• Records provided:
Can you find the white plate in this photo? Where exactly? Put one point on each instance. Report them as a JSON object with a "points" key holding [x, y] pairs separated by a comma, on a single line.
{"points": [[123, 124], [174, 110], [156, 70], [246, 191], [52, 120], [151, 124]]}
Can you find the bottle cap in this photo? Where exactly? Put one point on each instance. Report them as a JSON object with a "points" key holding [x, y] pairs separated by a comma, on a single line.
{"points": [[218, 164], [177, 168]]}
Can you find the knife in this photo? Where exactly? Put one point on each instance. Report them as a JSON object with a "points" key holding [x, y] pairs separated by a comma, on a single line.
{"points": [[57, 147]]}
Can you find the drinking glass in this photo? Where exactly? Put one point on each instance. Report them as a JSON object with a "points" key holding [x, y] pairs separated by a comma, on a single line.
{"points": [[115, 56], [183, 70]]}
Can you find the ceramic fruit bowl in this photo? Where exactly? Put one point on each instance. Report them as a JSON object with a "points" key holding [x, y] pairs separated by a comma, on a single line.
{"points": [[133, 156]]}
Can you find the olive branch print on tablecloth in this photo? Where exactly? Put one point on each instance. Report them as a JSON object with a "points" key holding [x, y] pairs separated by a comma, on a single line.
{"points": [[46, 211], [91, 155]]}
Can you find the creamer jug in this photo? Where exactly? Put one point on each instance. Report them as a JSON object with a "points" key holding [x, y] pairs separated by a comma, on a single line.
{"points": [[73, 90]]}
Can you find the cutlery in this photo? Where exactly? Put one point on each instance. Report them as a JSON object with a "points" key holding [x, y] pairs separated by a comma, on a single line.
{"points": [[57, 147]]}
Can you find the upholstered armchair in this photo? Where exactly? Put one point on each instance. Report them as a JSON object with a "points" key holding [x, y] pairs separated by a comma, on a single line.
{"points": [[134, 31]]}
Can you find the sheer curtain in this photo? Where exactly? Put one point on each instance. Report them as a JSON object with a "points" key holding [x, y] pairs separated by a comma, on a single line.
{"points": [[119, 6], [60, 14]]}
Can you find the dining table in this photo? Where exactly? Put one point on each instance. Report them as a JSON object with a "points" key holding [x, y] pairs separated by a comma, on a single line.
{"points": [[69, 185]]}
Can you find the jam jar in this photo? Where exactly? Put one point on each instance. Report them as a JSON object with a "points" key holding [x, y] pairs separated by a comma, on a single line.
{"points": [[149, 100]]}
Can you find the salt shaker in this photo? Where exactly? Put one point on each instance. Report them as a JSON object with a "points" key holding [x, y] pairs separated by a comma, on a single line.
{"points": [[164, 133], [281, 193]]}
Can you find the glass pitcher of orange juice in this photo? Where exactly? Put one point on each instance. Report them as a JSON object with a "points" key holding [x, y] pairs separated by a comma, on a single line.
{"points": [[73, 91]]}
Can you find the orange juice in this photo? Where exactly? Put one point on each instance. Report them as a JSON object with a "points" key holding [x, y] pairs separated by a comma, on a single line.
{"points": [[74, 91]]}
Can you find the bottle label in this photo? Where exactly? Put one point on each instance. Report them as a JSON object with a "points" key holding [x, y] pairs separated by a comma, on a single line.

--

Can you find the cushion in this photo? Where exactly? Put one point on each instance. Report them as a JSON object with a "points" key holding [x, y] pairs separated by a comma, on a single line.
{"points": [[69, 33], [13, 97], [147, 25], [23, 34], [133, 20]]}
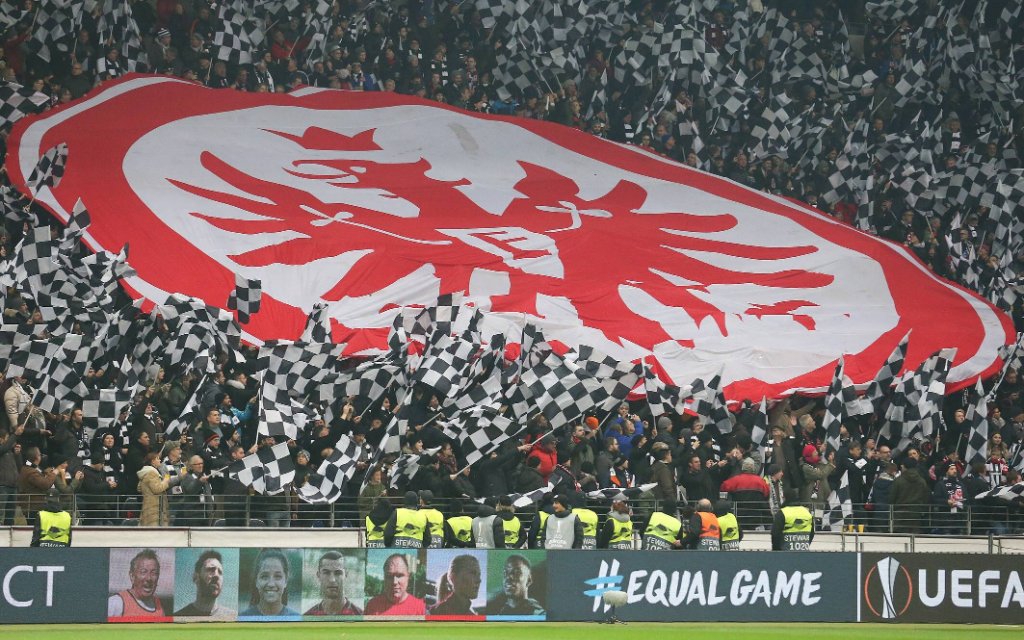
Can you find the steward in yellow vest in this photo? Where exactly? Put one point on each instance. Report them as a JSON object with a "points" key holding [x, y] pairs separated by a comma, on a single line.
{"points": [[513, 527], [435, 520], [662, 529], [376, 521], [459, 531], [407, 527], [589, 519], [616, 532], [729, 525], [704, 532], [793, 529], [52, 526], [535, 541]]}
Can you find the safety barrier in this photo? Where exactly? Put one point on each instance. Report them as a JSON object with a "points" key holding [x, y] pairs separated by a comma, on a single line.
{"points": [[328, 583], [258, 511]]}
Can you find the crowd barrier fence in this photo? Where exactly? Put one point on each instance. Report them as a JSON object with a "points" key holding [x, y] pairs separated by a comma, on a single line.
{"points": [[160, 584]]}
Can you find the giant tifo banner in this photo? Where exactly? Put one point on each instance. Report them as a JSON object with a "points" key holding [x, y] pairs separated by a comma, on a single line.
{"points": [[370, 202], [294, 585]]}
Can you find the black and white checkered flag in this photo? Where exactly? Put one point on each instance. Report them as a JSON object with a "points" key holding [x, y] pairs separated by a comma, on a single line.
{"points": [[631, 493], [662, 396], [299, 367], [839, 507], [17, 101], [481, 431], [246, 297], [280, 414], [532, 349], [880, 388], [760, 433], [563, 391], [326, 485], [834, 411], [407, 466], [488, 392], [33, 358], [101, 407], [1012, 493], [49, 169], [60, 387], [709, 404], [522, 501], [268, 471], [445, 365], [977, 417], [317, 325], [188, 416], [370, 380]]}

• Exercise directions: Show every line above that has the word "white" in it, paying attention to upper and lower case.

• Full solution:
Can you find the white plate in this photo? Where exactly? Put one point on each instance. Report them as a JSON object with a "points" key holding [x, y] pairs separated by a comma, on a single line.
Can you find the black and white checkered flag in this photo? Where exactly? Put one point on each instance. Report them as a JSON object with a "points" key holding [x, y] pairs separated by a comma, on a single line.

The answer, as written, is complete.